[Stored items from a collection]
┌──

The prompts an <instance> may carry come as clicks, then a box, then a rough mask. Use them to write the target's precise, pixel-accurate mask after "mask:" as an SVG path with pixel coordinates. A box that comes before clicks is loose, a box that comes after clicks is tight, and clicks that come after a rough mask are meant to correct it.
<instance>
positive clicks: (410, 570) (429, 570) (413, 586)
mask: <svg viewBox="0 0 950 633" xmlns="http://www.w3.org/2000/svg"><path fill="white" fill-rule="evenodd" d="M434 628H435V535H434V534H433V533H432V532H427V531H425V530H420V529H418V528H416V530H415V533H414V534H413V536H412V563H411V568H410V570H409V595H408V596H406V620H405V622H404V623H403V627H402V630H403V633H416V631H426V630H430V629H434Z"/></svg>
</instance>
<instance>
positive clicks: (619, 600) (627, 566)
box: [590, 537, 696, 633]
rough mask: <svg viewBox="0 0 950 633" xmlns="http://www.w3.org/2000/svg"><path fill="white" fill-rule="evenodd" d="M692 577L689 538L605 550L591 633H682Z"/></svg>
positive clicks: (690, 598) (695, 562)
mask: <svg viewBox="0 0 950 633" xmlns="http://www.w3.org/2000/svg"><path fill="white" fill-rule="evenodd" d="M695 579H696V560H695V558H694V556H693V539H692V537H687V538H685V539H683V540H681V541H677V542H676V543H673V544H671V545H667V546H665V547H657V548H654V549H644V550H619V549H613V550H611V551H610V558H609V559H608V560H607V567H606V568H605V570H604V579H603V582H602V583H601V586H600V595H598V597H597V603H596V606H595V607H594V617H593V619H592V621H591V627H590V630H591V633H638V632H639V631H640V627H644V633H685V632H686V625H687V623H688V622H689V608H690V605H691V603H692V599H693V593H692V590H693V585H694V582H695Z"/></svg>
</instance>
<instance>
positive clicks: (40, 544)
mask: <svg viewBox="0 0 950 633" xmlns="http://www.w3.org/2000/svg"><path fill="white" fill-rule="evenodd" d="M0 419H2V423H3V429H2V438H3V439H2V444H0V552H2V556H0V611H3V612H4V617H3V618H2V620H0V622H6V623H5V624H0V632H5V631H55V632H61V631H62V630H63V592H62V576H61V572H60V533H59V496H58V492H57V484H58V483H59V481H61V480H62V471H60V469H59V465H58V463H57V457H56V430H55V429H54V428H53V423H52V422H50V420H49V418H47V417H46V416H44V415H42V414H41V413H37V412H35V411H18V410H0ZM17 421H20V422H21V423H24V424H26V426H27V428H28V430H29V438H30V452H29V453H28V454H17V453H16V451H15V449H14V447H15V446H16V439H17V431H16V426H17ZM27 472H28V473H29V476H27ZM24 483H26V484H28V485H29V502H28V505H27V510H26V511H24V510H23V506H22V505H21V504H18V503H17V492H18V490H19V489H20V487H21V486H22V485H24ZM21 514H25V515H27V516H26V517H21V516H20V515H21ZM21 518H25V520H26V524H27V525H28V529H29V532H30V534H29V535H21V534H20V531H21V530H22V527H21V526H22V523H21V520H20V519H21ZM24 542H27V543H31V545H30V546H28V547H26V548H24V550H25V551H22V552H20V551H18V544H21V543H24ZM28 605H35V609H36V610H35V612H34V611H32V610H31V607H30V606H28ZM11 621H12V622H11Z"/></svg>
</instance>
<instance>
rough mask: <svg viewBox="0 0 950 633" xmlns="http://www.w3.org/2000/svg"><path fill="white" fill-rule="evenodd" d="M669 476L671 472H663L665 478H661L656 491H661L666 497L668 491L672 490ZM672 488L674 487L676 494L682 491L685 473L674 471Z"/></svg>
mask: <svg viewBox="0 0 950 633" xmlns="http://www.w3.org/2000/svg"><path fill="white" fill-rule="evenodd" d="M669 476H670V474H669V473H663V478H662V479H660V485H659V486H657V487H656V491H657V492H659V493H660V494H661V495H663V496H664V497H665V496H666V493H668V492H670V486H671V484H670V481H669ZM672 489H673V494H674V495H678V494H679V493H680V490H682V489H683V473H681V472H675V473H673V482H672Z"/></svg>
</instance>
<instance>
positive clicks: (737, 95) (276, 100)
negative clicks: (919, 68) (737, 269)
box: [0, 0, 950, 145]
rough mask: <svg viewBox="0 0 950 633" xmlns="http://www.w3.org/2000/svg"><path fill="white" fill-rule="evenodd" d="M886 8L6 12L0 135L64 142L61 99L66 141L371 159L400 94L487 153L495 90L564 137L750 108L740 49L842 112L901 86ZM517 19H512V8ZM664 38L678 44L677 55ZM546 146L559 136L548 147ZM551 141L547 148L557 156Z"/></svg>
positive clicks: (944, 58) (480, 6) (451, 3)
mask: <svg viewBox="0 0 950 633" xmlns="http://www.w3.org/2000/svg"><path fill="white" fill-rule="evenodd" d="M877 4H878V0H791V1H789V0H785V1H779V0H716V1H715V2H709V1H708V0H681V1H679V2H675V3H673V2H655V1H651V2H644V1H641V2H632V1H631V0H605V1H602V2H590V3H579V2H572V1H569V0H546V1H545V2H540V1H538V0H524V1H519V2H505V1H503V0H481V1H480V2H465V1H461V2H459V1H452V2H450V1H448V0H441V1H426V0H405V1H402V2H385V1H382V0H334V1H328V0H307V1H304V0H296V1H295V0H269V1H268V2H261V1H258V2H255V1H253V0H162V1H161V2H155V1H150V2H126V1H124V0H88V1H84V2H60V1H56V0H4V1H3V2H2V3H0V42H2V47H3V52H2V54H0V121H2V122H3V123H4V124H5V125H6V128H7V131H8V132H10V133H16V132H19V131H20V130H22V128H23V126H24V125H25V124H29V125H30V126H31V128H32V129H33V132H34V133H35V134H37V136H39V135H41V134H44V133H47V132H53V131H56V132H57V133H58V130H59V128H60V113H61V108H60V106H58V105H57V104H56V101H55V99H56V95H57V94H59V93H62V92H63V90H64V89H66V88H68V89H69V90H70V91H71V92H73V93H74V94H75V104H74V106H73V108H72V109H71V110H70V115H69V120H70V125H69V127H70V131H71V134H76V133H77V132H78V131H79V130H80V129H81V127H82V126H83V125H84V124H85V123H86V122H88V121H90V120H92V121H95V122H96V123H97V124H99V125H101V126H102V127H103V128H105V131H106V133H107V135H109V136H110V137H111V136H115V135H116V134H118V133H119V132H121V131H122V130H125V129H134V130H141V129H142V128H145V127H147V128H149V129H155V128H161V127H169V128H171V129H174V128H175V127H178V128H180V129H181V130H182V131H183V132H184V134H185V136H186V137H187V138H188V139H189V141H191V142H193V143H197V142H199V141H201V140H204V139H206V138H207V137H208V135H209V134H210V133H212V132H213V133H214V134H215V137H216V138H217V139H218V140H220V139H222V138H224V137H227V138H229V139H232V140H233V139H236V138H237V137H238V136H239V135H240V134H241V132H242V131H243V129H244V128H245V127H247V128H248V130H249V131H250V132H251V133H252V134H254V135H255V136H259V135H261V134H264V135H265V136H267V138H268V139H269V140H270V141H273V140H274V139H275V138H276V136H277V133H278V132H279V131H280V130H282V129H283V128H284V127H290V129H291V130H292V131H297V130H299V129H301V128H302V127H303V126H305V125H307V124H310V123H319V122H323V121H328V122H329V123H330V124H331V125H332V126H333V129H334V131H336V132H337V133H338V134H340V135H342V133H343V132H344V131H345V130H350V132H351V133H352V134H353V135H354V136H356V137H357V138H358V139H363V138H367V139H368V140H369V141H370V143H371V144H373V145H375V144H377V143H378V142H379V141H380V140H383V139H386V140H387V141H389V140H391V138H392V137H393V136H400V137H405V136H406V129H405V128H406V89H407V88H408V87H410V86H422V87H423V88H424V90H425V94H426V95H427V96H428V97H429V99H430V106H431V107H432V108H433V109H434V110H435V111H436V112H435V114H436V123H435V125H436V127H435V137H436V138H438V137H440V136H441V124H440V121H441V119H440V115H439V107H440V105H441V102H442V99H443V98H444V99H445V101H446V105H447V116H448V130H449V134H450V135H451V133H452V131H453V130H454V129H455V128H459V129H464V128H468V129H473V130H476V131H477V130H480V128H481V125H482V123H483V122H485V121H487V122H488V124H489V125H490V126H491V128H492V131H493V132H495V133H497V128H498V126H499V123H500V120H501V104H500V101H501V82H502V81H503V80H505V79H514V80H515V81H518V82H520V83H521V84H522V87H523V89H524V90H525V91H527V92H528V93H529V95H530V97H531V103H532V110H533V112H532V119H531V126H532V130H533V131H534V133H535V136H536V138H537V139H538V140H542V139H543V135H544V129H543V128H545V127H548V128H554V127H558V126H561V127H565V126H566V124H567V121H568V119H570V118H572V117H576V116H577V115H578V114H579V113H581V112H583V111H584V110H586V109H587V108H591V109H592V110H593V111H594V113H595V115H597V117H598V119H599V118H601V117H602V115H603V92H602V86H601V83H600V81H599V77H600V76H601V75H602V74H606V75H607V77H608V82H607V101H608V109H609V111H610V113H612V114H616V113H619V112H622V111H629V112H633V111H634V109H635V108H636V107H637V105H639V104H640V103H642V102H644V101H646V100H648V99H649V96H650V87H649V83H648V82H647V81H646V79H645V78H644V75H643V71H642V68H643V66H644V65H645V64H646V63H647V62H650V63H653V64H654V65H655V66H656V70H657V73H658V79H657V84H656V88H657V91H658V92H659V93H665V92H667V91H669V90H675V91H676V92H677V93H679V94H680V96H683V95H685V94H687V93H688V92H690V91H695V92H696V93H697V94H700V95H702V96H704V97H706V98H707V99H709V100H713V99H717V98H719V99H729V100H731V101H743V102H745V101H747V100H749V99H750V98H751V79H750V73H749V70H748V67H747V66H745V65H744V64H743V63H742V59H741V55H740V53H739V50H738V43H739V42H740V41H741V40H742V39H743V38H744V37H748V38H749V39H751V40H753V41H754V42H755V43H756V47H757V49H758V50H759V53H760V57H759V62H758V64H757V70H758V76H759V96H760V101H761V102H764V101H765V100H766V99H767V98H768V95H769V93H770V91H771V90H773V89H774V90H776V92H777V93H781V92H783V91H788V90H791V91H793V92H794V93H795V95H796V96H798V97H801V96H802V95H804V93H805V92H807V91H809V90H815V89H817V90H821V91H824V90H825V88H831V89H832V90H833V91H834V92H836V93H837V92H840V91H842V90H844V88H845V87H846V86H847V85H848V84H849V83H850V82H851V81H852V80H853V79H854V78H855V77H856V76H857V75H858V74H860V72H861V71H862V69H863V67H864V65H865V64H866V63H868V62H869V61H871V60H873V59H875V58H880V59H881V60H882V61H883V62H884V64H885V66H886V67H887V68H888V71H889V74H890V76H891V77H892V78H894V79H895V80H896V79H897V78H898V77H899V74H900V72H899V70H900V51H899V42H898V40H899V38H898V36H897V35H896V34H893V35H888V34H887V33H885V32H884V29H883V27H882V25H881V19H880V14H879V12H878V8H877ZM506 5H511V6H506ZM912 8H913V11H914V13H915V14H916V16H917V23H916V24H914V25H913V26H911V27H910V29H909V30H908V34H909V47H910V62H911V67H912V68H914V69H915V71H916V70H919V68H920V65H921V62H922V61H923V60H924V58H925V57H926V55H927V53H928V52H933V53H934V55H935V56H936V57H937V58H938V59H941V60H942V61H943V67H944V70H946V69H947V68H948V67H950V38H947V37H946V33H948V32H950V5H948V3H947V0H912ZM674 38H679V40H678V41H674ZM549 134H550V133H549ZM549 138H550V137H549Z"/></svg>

└──

Assignment
Copy the lines from the one that has "8L6 12L0 135L64" through the one that has "positive clicks: (944, 58) (480, 6) (451, 3)", switching "rough mask" to "coarse mask" and leaving everything else as is.

Response to this task
coarse mask: <svg viewBox="0 0 950 633" xmlns="http://www.w3.org/2000/svg"><path fill="white" fill-rule="evenodd" d="M886 8L6 12L0 135L64 142L61 99L66 141L371 159L400 94L487 153L495 90L564 137L750 108L740 49L842 112L901 86ZM517 19H512V8ZM664 38L678 44L677 55ZM546 146L559 136L548 147ZM551 141L547 148L557 156Z"/></svg>
positive clicks: (944, 58) (480, 6) (451, 3)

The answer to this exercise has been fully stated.